Exercise objective: Rewrite the lines below from the line with "Report one point per instance of the valley" up to and including the line with "[[23, 108], [88, 73], [148, 95], [137, 58], [24, 79]]", and shift every point coordinate in the answers up by 60. Leave all other lines and numbers unchanged.

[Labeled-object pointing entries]
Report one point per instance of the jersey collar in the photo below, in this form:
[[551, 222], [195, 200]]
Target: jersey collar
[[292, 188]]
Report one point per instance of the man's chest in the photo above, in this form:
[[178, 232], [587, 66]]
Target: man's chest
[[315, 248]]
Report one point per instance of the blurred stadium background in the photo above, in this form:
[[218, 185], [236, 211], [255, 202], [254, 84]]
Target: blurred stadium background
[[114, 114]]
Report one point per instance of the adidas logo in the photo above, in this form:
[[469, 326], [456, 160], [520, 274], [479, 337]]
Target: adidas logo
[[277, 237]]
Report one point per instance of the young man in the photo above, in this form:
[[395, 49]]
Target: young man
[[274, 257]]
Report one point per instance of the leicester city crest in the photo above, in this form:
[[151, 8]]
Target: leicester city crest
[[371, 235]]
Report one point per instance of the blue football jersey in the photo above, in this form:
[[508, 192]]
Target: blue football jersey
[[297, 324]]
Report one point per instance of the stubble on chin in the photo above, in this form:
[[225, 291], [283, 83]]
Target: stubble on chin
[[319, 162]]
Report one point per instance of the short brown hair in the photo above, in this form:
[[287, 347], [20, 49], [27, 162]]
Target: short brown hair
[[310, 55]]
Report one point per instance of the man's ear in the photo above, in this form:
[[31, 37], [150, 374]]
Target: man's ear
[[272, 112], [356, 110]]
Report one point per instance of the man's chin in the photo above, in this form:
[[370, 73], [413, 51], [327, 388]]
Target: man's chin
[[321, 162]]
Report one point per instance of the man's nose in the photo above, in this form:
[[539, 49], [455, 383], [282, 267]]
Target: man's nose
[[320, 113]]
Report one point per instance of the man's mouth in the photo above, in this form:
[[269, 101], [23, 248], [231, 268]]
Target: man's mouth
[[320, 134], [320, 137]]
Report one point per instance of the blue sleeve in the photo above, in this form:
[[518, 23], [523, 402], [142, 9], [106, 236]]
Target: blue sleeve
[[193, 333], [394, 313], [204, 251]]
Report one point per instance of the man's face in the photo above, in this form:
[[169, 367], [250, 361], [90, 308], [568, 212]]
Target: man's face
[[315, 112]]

* * *

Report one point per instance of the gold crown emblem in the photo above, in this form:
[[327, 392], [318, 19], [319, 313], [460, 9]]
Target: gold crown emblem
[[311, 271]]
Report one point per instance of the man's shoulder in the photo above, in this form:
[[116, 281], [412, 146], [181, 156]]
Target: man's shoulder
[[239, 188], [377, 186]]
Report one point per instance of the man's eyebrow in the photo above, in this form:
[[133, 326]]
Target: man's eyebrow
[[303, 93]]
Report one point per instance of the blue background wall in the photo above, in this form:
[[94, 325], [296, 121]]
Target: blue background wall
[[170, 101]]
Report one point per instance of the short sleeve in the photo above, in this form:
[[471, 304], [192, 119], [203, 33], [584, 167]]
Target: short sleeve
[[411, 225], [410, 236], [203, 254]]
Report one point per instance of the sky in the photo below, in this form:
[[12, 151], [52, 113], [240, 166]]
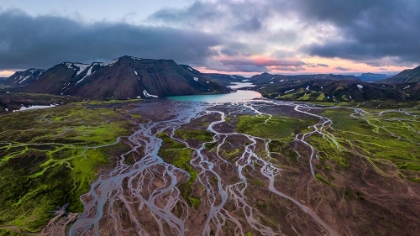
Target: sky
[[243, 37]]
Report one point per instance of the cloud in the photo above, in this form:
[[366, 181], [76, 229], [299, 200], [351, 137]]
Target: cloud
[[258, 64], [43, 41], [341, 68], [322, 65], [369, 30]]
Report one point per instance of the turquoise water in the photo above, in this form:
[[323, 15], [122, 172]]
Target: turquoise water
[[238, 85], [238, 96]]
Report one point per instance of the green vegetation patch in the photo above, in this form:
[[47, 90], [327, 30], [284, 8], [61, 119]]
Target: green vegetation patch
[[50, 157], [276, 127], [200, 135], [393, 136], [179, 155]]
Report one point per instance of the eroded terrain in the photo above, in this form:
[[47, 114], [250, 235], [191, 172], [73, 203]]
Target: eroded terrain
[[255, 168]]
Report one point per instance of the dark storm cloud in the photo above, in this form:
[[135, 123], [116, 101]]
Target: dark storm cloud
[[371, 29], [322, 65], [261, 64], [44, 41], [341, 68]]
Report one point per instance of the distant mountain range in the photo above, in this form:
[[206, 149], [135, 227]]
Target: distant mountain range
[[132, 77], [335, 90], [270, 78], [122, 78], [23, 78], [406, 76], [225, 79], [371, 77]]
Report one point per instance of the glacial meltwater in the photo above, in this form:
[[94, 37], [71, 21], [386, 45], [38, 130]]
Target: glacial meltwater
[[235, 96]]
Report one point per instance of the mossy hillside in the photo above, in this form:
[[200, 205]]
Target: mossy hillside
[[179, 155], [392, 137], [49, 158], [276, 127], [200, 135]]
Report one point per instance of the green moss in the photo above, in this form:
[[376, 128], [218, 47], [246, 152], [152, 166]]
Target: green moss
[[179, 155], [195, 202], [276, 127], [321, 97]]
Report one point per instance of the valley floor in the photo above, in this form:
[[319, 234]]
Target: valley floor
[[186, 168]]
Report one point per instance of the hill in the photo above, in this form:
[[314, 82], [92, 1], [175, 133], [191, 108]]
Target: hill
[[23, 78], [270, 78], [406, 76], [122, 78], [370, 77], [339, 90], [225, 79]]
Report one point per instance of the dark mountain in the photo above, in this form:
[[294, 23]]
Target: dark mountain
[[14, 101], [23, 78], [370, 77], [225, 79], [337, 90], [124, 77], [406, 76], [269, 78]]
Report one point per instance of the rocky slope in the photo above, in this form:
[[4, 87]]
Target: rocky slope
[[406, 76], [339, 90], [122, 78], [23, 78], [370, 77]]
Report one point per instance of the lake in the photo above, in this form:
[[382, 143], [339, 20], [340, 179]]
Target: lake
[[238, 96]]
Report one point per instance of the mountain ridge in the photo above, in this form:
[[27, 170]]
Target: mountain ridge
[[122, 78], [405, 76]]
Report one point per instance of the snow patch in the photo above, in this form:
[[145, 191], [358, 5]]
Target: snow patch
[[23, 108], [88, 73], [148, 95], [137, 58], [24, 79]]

Exercise answer:
Report one point per instance of the valley floor in the photo above, in this form:
[[319, 234]]
Target: valley floor
[[246, 228]]
Report one point per instance of the hill in the photo above, in this form:
[[314, 82], [92, 1], [175, 133], [191, 108]]
Target: hill
[[83, 138], [330, 138], [466, 136], [182, 138], [430, 137], [399, 150], [285, 139]]
Report one point per instance of the dark mountain in the photo above, in this form:
[[294, 23]]
Target: dark mountain
[[74, 161], [83, 138], [430, 137], [285, 139], [397, 150], [184, 137], [466, 136], [329, 138]]
Report one point per instance of the rocky slope in the photo above, in this form:
[[4, 87]]
Target: rocky slope
[[466, 136], [399, 150], [182, 138], [83, 138], [430, 137]]
Report one point per instance of the lake in the photo above, in this form:
[[382, 143], [339, 20], [340, 179]]
Target: lake
[[298, 156]]
Report one point per instance of the mountain ridge in the photo above, in this form:
[[27, 170]]
Target: mountain ridge
[[182, 138], [465, 136]]
Report one point per instance of the snow patch in the photo above, in this form:
[[145, 191], [358, 5]]
Target: snow patch
[[83, 168], [148, 133], [208, 155], [197, 118], [84, 139]]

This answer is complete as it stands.